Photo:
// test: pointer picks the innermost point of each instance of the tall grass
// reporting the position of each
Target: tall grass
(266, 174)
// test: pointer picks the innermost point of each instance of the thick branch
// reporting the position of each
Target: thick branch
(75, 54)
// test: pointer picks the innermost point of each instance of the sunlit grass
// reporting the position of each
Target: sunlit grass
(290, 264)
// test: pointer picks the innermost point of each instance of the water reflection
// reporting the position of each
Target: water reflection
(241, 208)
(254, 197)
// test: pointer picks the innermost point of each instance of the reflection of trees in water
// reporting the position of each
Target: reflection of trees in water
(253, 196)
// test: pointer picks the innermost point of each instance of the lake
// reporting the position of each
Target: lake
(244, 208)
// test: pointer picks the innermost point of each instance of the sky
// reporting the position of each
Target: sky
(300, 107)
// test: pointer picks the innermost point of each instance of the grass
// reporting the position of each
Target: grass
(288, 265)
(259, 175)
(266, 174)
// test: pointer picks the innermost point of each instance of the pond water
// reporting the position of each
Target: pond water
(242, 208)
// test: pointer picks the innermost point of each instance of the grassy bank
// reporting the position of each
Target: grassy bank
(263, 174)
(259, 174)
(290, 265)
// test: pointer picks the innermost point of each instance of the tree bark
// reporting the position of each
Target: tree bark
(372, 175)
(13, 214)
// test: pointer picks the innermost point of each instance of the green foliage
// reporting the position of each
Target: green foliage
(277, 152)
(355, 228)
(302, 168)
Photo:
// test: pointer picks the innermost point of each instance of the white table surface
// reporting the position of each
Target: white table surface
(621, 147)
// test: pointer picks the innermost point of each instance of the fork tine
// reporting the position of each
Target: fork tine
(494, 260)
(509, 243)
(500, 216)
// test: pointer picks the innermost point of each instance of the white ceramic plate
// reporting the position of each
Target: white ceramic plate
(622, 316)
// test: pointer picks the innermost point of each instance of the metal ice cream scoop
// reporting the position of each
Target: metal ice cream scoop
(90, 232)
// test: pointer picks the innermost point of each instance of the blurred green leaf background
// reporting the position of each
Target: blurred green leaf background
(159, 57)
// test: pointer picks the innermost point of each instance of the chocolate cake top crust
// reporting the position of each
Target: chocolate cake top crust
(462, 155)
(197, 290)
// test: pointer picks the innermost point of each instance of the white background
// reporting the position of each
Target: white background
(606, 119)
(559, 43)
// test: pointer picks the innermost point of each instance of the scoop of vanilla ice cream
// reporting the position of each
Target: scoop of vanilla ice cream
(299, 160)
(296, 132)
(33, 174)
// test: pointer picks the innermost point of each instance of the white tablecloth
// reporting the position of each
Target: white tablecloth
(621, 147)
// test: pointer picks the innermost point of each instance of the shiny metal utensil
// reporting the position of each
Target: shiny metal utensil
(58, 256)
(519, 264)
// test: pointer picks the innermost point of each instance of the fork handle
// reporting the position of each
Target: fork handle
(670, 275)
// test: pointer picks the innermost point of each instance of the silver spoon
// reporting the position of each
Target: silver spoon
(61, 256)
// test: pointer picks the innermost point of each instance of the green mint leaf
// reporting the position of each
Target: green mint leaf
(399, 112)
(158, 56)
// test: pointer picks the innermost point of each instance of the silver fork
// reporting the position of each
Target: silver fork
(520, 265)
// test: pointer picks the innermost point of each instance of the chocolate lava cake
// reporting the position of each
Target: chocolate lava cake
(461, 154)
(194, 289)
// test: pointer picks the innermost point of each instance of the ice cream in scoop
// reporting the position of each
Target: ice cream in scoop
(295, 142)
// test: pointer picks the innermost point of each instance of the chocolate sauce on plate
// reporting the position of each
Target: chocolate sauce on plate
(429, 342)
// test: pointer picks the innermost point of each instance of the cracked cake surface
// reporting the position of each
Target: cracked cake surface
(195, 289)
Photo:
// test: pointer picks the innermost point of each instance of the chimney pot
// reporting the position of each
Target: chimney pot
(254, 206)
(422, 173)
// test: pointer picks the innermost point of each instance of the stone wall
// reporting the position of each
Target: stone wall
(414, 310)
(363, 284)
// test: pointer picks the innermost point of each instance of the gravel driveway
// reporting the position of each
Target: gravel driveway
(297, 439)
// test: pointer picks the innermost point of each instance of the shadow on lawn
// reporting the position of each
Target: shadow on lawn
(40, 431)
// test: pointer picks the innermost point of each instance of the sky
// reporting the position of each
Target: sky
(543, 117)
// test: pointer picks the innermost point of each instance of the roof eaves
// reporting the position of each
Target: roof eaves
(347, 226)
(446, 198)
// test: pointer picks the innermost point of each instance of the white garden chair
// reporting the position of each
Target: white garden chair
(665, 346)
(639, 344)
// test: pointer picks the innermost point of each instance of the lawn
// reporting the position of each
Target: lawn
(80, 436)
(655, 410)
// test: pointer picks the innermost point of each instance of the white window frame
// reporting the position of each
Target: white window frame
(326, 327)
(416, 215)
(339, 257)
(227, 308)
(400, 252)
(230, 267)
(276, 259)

++++++++++

▶ [TASK PROMPT]: Go through the entries above and reproduce each one exactly.

▶ [OUTPUT FOR THIS TASK]:
Photo:
// test: pointer picks the innermost point of each instance of the tall grass
// reporting the position of each
Target: tall grass
(266, 174)
// test: pointer picks the innermost point of each instance of the thick branch
// reporting the position of each
Target: thick branch
(75, 54)
// test: pointer picks the innermost point of each instance of the sunlit grass
// reporting the position of each
Target: sunlit grass
(290, 264)
// test: pointer picks the innermost point of each instance of the water reflection
// reporting the position of each
Target: water reflection
(241, 208)
(254, 197)
// test: pointer picks the innermost point of each instance of the reflection of trees in water
// reporting the position of each
Target: reflection of trees in water
(253, 196)
// test: pointer picks the innermost point of each instance of the lake
// reporting the position of each
Target: lake
(244, 208)
// test: pointer picks the innermost point of each instance of the sky
// reporting the position of each
Target: sky
(300, 107)
// test: pointer picks the innermost point of each instance of the grass
// reporting the position of each
Target: grass
(288, 265)
(259, 175)
(266, 174)
// test: pointer picks the innermost point of each instance of the pond water
// reporting the position of each
Target: pond water
(242, 208)
// test: pointer picks the innermost point of each instance of the grassy bank
// reporting the position of each
Target: grassy bank
(263, 174)
(259, 174)
(290, 265)
// test: pointer picks the innermost point of each instance of the tree bark
// reporting the position of each
Target: tree bark
(372, 175)
(13, 214)
// test: pointer picks the innermost point of each instance of the green foliage
// reporting the position of each
Target: green foliage
(277, 152)
(355, 228)
(302, 168)
Photo:
// test: pointer picks the innermost point of each instance of the white table surface
// reporting the position of each
Target: white table surface
(621, 147)
// test: pointer picks the innermost point of each instance of the fork tine
// reporting the position of each
Target: fork tine
(494, 260)
(509, 243)
(500, 216)
// test: pointer picks the innermost point of each instance of the white ceramic plate
// reporting the position of each
Target: white ceramic plate
(622, 316)
// test: pointer picks the innermost point of each instance of the metal ice cream scoop
// reporting the position of each
Target: metal ice cream scoop
(90, 232)
// test: pointer picks the innermost point of each instance of the blurred green leaf background
// reporting the position of each
Target: blurred green leaf background
(159, 57)
// test: pointer picks the innermost point of each instance of the chocolate cake top crust
// reporting the position of each
Target: chocolate cake top crust
(462, 155)
(197, 290)
// test: pointer picks the innermost point of each instance of the white background
// reporting the position of each
Target: white background
(606, 119)
(559, 43)
// test: pointer picks the innermost point of each instance of the scoop of vanilla ice cream
// reporting the position of each
Target: scoop of vanilla ice cream
(299, 160)
(296, 132)
(33, 174)
// test: pointer picks the innermost point of each instance of the white tablecloth
// reporting the position of each
Target: white tablecloth
(621, 147)
// test: pointer picks the innermost point of each instance of the shiny metal utensil
// reporting the position of each
Target: shiny metal utensil
(58, 256)
(519, 264)
// test: pointer picks the innermost point of each instance of the fork handle
// reporting the position of each
Target: fork handle
(670, 275)
// test: pointer picks the innermost point of each instance of the silver spoon
// reporting the position of each
Target: silver spoon
(61, 256)
// test: pointer picks the innermost point of each instance of the green mint leaf
// reporting the position of each
Target: green mint leaf
(399, 112)
(158, 56)
// test: pointer picks the innermost point of each instance of the silver fork
// reporting the position of each
Target: silver fork
(520, 265)
// test: pointer picks the innermost point of each instance of the chocolate lava cake
// reporting the position of each
Target: chocolate lava cake
(461, 154)
(194, 289)
// test: pointer picks the innermost point of each instance of the ice cream in scoop
// reporting the position of each
Target: ice cream in scoop
(295, 142)
// test: pointer picks the innermost point of each instance of the chocolate sauce on plate
// reporting the position of each
Target: chocolate sauce on plate
(429, 342)
// test: pointer picks the innermost point of each instance of the cracked cake surface
// reporting the position of each
Target: cracked cake surface
(195, 289)
Photo:
// test: pointer picks the innermost point of each instance of the chimney pot
// reporting the position of each
Target: chimney pot
(254, 206)
(422, 173)
// test: pointer picks the innermost point of each instance of the stone wall
// reporting the position of each
Target: stone wall
(414, 310)
(363, 284)
// test: pointer picks the innermost point of each instance of the gravel driveway
// reporting the position of each
Target: gravel driveway
(297, 439)
// test: pointer picks the innermost point of each instance of the shadow on lawn
// reporting the position of each
Target: shadow on lawn
(40, 431)
// test: pointer picks the innermost point of each instance of the sky
// reporting the position of each
Target: sky
(543, 117)
// test: pointer picks the innermost point of each instance of the roof eaves
// reporting the position of each
Target: roof eaves
(347, 226)
(446, 198)
// test: pointer picks the innermost point of each instance of the white garden chair
// reporting the position of each
Target: white garden chair
(665, 346)
(639, 344)
// test: pointer picks the innermost point of each instance of the lawn
// reporting the position of each
Target: lawn
(80, 436)
(655, 410)
// test: pointer picks the innermost point of each instance of the white window frame
// reporting the position of each
Target: white window frame
(326, 327)
(416, 215)
(339, 257)
(227, 308)
(400, 252)
(230, 267)
(276, 259)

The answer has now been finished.